* _Excerpted data_:
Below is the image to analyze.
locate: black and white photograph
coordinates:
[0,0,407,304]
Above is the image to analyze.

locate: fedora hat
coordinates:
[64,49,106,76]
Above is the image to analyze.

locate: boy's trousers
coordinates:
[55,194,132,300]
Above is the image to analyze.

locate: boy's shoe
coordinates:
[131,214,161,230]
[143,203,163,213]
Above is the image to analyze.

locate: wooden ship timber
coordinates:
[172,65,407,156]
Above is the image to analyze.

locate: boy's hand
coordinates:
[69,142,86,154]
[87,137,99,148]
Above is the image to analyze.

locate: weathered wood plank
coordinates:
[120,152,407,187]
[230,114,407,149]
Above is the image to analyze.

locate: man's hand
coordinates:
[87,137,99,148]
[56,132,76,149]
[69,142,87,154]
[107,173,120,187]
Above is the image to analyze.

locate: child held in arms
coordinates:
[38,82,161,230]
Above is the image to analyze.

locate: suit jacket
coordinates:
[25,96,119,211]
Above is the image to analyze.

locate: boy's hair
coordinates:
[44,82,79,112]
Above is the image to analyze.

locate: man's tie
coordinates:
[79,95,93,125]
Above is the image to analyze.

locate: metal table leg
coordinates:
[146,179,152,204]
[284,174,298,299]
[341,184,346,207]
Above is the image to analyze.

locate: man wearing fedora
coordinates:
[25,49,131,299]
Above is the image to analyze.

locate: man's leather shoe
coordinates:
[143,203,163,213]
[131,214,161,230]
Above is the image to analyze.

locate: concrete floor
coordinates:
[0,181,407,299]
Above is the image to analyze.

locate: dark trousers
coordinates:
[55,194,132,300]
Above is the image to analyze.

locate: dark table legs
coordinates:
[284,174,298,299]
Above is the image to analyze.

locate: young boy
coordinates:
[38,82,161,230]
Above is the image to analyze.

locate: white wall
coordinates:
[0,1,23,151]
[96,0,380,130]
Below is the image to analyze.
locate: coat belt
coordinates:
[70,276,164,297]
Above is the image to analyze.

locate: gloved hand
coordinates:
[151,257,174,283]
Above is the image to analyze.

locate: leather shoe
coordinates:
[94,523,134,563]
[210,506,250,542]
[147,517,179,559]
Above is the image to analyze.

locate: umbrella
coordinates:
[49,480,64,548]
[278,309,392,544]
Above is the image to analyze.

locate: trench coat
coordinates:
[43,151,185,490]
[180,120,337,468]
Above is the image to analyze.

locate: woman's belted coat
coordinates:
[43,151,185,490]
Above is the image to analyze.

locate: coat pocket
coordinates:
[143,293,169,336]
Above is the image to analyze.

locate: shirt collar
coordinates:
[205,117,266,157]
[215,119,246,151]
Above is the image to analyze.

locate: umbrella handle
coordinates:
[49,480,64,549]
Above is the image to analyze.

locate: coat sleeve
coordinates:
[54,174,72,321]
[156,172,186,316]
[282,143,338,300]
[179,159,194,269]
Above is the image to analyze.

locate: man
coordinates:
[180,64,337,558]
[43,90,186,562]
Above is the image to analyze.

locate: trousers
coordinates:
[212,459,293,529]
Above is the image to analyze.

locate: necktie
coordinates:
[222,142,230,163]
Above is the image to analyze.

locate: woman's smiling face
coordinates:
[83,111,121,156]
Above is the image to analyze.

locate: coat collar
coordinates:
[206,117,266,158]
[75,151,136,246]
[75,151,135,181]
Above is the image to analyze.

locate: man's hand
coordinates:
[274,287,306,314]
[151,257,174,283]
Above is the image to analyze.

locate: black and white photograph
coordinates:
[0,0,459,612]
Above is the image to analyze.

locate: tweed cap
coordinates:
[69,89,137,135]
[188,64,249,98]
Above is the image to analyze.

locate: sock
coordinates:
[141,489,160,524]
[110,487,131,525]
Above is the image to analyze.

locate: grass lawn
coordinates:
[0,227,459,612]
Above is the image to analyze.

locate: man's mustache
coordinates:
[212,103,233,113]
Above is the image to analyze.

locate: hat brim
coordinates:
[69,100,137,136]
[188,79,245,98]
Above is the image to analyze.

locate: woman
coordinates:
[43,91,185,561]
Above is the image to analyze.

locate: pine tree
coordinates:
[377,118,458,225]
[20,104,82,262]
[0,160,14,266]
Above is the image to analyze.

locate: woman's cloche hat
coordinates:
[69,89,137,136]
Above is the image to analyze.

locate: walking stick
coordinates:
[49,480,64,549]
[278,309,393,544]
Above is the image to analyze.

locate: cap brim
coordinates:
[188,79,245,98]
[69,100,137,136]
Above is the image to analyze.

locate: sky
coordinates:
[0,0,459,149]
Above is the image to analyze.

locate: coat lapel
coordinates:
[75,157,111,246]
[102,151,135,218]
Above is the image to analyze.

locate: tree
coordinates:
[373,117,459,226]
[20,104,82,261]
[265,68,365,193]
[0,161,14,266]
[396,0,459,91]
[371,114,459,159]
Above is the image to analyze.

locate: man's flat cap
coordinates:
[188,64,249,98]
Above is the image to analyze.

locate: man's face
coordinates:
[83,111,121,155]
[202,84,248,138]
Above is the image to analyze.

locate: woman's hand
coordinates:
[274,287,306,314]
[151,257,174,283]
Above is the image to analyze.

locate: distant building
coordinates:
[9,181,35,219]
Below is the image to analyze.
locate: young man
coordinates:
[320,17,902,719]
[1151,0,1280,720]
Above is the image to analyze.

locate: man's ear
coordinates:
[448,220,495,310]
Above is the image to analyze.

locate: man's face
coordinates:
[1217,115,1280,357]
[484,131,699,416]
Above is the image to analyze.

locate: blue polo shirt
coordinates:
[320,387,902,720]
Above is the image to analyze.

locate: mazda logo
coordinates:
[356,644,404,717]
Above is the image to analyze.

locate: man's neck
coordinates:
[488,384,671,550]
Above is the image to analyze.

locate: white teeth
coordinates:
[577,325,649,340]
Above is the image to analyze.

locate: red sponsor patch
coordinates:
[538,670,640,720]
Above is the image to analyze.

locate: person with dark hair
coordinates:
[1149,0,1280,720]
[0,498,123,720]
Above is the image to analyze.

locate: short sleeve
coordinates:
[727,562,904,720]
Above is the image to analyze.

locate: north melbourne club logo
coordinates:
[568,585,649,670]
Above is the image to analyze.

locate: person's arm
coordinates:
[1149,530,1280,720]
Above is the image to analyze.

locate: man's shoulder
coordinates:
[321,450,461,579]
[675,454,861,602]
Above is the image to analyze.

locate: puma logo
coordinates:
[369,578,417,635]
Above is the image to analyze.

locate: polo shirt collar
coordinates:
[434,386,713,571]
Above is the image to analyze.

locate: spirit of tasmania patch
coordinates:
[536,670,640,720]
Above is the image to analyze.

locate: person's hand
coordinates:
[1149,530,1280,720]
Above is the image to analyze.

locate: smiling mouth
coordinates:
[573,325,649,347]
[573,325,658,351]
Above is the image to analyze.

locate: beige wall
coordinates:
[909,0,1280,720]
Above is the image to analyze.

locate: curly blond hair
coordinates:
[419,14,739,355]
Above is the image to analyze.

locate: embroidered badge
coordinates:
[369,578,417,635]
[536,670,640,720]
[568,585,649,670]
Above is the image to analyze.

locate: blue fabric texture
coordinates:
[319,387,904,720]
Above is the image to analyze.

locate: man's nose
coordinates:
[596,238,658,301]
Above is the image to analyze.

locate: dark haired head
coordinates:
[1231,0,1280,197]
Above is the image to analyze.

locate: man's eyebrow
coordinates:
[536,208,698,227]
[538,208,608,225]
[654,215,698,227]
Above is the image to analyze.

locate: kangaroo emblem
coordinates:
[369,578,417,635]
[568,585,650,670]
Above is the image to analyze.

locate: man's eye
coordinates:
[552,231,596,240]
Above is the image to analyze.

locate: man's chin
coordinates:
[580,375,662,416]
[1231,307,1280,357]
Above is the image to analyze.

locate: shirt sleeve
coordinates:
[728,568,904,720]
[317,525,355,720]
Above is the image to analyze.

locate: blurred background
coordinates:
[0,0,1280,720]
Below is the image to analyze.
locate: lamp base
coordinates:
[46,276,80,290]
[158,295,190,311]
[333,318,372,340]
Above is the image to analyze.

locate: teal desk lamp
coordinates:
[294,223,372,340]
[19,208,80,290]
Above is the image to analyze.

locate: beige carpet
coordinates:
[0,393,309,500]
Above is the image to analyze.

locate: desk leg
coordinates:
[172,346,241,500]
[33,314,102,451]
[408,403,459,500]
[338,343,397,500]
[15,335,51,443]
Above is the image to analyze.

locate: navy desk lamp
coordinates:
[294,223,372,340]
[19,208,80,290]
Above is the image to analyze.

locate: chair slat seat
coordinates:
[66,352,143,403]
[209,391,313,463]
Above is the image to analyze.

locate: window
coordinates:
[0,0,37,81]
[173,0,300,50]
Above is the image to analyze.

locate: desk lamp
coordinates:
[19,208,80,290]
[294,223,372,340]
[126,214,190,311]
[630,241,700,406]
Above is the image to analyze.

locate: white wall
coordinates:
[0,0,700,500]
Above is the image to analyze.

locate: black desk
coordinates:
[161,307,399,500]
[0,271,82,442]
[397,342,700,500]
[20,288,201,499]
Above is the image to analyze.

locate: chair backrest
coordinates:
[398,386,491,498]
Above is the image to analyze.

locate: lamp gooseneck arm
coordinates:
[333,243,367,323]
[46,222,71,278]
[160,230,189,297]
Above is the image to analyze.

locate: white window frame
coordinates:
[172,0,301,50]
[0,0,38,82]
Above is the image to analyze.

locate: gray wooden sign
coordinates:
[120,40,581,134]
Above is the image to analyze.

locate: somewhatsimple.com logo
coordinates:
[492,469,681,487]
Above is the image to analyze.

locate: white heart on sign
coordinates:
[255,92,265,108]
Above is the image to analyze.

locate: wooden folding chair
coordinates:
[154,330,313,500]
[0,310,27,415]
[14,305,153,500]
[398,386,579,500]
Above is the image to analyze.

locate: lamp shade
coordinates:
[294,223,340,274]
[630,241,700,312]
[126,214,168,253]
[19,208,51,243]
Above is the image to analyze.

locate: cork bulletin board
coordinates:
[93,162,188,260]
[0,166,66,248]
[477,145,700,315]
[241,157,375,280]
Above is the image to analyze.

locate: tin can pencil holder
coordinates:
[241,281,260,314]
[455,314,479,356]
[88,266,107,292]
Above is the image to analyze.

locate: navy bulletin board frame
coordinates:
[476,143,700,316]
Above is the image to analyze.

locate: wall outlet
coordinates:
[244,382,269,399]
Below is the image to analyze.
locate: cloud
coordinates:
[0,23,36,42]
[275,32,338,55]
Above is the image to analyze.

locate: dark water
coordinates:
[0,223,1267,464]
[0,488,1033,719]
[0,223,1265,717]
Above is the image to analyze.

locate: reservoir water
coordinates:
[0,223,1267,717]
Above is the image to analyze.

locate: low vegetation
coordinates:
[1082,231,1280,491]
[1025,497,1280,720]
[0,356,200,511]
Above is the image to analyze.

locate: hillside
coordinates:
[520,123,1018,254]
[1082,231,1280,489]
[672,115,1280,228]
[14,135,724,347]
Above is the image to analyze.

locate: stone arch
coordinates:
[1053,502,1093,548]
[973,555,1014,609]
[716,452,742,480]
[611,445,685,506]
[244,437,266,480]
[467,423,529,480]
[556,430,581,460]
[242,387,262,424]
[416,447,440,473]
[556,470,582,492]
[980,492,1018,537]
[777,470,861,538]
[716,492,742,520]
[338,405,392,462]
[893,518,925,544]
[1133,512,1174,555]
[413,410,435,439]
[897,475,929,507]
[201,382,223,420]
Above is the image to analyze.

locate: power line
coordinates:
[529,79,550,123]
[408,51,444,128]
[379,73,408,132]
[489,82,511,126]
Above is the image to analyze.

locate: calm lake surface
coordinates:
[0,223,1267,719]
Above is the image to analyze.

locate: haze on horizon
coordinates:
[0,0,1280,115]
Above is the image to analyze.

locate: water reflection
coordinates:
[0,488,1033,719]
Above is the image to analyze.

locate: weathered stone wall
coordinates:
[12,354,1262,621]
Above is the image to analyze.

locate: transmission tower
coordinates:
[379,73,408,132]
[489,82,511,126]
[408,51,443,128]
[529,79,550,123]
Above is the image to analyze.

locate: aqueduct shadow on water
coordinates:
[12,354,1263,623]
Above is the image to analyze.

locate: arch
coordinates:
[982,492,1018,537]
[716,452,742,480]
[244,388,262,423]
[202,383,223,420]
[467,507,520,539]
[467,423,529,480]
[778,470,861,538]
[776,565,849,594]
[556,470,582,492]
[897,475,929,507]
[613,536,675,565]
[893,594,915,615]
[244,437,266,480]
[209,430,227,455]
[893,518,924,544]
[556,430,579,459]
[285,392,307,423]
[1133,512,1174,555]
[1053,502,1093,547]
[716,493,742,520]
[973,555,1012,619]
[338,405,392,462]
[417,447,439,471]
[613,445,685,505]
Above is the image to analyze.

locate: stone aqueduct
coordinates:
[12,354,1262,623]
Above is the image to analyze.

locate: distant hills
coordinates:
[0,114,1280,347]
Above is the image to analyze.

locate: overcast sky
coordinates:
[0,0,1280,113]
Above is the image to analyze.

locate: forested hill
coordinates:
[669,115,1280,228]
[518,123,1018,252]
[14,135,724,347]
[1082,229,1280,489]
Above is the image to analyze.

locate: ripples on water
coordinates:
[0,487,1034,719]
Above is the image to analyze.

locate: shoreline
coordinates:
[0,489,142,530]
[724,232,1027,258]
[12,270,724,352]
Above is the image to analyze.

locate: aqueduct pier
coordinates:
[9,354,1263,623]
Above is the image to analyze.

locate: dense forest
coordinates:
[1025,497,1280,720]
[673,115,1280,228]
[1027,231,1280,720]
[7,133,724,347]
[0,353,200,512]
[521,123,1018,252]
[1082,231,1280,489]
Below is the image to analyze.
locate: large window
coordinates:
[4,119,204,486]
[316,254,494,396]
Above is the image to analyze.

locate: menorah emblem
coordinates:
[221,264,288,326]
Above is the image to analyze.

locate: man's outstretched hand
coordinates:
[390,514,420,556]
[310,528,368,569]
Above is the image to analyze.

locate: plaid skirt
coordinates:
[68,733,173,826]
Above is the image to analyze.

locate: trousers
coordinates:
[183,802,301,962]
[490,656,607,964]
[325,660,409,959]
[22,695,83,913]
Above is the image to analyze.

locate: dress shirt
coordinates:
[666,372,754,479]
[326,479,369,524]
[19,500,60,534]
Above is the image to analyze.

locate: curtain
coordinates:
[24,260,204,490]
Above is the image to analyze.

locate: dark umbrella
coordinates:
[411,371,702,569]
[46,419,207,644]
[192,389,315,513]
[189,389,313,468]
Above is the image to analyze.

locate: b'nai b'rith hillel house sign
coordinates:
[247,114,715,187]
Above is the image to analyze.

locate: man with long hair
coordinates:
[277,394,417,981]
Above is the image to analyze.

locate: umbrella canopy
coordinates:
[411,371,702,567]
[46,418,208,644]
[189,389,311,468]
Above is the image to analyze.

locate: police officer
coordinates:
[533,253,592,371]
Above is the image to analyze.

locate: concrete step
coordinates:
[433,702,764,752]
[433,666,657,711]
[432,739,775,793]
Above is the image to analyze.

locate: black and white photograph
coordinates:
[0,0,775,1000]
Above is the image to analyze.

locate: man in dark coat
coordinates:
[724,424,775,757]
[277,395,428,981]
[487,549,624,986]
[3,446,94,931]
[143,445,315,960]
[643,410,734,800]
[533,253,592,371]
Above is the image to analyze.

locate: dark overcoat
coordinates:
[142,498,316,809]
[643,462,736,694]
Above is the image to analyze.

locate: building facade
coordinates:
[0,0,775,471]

* _Written request_: Copy the entries from their first line through the line containing "[172,65,407,156]", substituting "pants" for "trousers" and leaving everything else unchanged.

* _Task solution_:
Below is the image to analyze.
locate: black and white photograph
coordinates:
[0,0,407,304]
Above is the image to analyze.

locate: fedora hat
coordinates:
[64,49,106,76]
Above is the image to analyze.

locate: boy's pants
coordinates:
[55,194,132,300]
Above is the image to analyze.

locate: boy's shoe
coordinates:
[131,214,161,230]
[143,203,163,213]
Above is the image to analyze.

locate: wooden ship timber
coordinates:
[172,65,407,156]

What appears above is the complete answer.